● **Request 1**:
Set down the passage of the essay on AI from "We need to stop" up to and including "just a wheel.", word for word.
● **Request 2**:
Take the essay on AI further, picking up after its last sentence.

● **Source excerpt**:
* * * *
We need to stop talking about AI

In a controversial 2003 article in the Harvard Business Review and a follow-up book with the same title, technology writer Nicholas Carr asked “Does IT Matter?” IT had become a commodity input; it had lost its mystique; it had become normal. Time was when the wheel was technology. But as the wheel was refined and its use proliferated, a wheel came to be regarded as just a wheel.

I’m reminded of that whilst witnessing the current deluge of articles about AI in law. AI in law has been around a long time, since the mid 80s if Richard Susskind can be taken as one of the founding fathers. But, whereas then the aim was to attempt to produce expert systems that could replicate legal reasoning, the second wave of AI, which provides much of the fuel for Susskind and son’s The Future of the Professions, is doing things entirely differently, achieving results through “brute force processing and massive storage capacity”. And we now take those resources for granted.

I have a black box in my car. It knows every road route in Europe; it knows the quickest route between A and B, taking account of my preferences, can warn me when traffic builds up and then recalculate a quicker route; it can guide me by animated map and by voice, directing me around myriad roundabouts and complex one way systems, in dulcet tones or not, as I choose. That’s articial intelligence, is it not? Yet it’s just a “satnav” and we’ve been using them for years.
* * * *
(Records from an annotation dataset)

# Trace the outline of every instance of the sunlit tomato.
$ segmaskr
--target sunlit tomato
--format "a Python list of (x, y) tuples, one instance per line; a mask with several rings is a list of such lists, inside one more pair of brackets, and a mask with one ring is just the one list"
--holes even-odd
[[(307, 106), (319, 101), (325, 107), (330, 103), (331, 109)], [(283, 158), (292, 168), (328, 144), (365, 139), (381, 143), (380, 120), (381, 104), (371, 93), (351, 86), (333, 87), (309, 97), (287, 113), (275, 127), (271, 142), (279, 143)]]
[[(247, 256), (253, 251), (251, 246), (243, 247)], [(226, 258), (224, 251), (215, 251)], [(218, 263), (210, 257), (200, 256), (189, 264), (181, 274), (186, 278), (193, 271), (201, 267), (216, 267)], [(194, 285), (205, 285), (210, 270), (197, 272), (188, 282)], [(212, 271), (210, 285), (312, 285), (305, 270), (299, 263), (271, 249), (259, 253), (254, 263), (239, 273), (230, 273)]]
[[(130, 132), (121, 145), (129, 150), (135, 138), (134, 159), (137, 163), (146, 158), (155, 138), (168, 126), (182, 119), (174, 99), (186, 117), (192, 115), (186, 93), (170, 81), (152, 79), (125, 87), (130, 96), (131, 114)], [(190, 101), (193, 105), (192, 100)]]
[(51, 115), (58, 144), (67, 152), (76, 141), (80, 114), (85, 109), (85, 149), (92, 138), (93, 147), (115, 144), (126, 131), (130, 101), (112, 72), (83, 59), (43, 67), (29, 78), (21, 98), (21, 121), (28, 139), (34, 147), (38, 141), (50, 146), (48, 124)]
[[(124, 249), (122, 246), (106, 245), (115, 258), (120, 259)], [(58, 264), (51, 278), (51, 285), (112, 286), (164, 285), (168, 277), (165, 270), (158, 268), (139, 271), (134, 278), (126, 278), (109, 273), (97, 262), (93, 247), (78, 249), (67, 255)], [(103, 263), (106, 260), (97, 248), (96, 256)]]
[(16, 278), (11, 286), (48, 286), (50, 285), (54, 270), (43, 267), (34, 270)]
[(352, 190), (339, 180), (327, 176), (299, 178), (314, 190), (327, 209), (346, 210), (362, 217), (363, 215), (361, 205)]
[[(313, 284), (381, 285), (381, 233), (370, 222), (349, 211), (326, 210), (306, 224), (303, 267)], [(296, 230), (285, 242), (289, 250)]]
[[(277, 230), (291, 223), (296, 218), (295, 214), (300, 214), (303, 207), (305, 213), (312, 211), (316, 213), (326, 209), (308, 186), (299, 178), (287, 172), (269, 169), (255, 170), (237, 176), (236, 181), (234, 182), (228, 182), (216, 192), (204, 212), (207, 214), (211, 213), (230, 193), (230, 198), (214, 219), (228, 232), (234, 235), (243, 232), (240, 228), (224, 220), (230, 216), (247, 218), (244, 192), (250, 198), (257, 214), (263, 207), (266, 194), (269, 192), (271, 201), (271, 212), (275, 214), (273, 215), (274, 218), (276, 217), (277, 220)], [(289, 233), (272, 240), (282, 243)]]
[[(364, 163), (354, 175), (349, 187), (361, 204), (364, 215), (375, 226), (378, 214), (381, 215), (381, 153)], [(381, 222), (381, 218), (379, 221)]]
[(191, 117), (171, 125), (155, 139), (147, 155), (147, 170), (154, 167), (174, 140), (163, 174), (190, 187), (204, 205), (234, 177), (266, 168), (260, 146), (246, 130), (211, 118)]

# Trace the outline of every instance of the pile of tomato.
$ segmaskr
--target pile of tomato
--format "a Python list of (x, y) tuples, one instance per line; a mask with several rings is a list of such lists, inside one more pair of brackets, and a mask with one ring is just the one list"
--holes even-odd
* * * *
● **Written answer 1**:
We need to stop talking about AI

In a controversial 2003 article in the Harvard Business Review and a follow-up book with the same title, technology writer Nicholas Carr asked “Does IT Matter?” IT had become a commodity input; it had lost its mystique; it had become normal. Time was when the wheel was technology. But as the wheel was refined and its use proliferated, a wheel came to be regarded as just a wheel.

● **Written answer 2**:
Here is just some AI in law that is already pretty normal (extracted and adapted from Artificial Intelligence in Law – The State of Play in 2015 by Michael Mills in the Legal IT Insider):

  • Document automation products apply procedural rules and some inferencing to generate bespoke legal documents. That kicked off more than 20 years ago.
  • Legal research services have employed natural language processing (NLP) techniques for more than 10 years.
  • Technology-assisted review (TAR) uses natural language and machine learning techniques to analyse documents for discovery and is faster and better than humans. It is the success story of machine learning in the law.
  • Compliance systems combine expert systems and other reasoning techniques to provide fact- and context-specific answers to legal, compliance and policy questions.
  • Contract analysis applies natural language and machine learning techniques to aspects of the contract lifecycle from discovery to due diligence. Another success story for machine learning in the law.

At the end of the day, hyping AI is unhelpful. I’m with Ryan Mcleod who calls for an official moratorium on the term Artificial Intelligence in relation to the law. AI is just what computers do. Let’s talk about that.

Nick Holmes is Editor of the Internet Newsletter for Lawyers and Legal Web Watch. Follow him on Twitter @nickholmes.

Image: By Saad Faruque on Flickr.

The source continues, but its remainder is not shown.